In this paper, advanced deep learning techniques to enhance the prediction of citrus sugar content is integrated. The attention mechanism improves feature selection by dynamically adjusting the importance of key features such as the peel’s texture and color. Multiscale feature optimization (MFO) captures information at various scales, enabling the model to better understand and utilize the diverse features of the citrus peel. The VGG13 model, with its robust feature extraction capabilities and the benefit of transfer learning, serves as a strong foundation for these enhancements. By combining these methods, to create a model for achiving effectively captures and fuses key features to improve prediction accuracy and model performance.
Material and methods
Overview
To integrate a convolution neural network model with non-destructive testing technology for accurately predicting the sugar content of Linhai mandarin oranges, this paper begins with dataset collection, including images collection of Linhai mandarin oranges and its sugar content measurements. Feature extraction, model training, and validation are subsequently conducted with multiple network architectures, including both classical and the proposed model. This is followed by comprehensive model testing and performance comparison to evaluate the effectiveness of the proposed model against classical models. Finally, the sugar content prediction ability of the proposed model is detailed discussed from the perspective of convolution visualization. The flow diagram of this paper is shown as Fig. 1.
Flow diagram of this paper.
Data description
As a case study, 1000 Linhai mandarin oranges were randomly sampled from orchards in Xicen Village, Yanjiang Town, Linhai City, which is well-known as the main mandarin-producing area in the southeast coastal region of China. All the mandarin orange samples were then transported to the visual inspection laboratory of Taizhou College. Losses during transportation were removed, resulting in 990 samples, and then all the mandarin oranges were numbered sequentially. It should be noted that all data collection for these samples was completed within 24 h to avoid the influence of time variation on the experimental results.
The mandarin image acquisition process is shown in Fig. 2. Prior to data collection, the image acquisition system, shown in Fig. 2b, was started and run for one hour to ensure stability of the lighting and experimental equipment. Image acquisition was performed on all the mandarin oranges using a camera (MV-CE200-10UC, Hangzhou Hikvision Digital Technology Co., Ltd, 5184 × 3456 pixels). During the acquisition process, the mandarin oranges were manually placed under the camera one by one in random orientations with the umbilicus facing upwards to demonstrate the various possible poses when grading the fruits.
Image data collection of Linhai mandarin oranges. (a) The well-known major production area of mandarin oranges in the southeastern coastal area of China. (b) Image acquisition system. (c) Subset of collected Linhai mandarin orange sample images.
The sugar content testing of mandarin oranges was subsequently carried out. Specifically, five segments of each mandarin orange were randomly selected and placed into a mortar and pestle, and after grinding, filtering, and obtaining the juice, the refractive index of the juice containing soluble solids was measured using an Abbe refractometer (WYA-2WAJ, Shanghai Precision Scientific Instruments Co., Ltd, with sugar content detection range 0–95%, accuracy 0.25%) so as to indirectly obtain the percentage of sugar concentration of the Linhai mandarin oranges. Five replicate measurements were carried out on the juice of each sample collected. After removing the maximum and minimum values using the trimmed mean method, the average of the remaining determinations was calculated; the results obtained are shown in Table 1. The obtained image samples were classified into three categories according to the sugar levels “less 10” (signifying sugar content of less than 10%), “10–12” (sugar content of 10–12%), and “over 12” (sugar content of greater than 12%), as shown in Fig. 2c, which served as the basis for the classification of the quality detection of the Linhai mandarin oranges.

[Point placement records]

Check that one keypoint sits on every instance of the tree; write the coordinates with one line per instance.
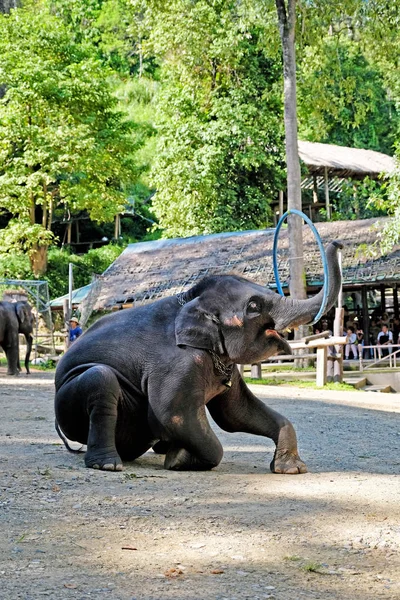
(343, 98)
(287, 28)
(219, 161)
(63, 144)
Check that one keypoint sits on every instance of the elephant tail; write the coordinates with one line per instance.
(66, 441)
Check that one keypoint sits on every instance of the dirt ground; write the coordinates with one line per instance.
(237, 532)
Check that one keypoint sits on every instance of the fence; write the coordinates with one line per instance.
(329, 362)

__Required work__.
A - In the text on predicting the sugar content of mandarin oranges, how many samples were left after transportation losses were removed?
B - Carry on the text about predicting mandarin orange sugar content, starting right after its last sentence.

__The replies__.
A - 990 samples.

B -
In order to ensure the diversity of sample images and to avoid overfitting, we adopted an offline image augmentation method involving affine transformation, erasure, Gaussian blur, grayscale, horizontal flipping, rotation, and vertical flipping. The original image dataset was augmented, with an example of this augmentation shown in Fig. 3. After manually filtering and removing the invalid augmented images, the final numbers of “less 10,” “10–12,” and “over 12” were 1500, 1642, and 1880, respectively. Finally, the pixel size of all the images was uniformly adjusted to 256 × 256 in preparation for CNN training.
Augmentation of the original Linhai mandarin orange image dataset.
Proposed model
Attention for orange (AO) model
In order to realize the CNN model for capturing the details of orange features, we first designed the Attention for Orange (AO) attention mechanism module. This mainly included Conv_block and LR_block. The specific design architecture is shown in Fig. 4, and the parameters are shown in the Table 2. Among them, Conv_block utilizes group convolution to process spatial information, and preserves local features and integrates channel information through 3 × 3 convolution and 1 × 1 convolution, respectively. Meanwhile, LR_block uses fully connected layer degradation and ReLU to enhance nonlinear feature representation. Overall, the AO module combines the outputs of Conv_block and LR_block to fuse local and global features through element-level summation to improve computational efficiency and enhance detail attention.
Attention for orange module.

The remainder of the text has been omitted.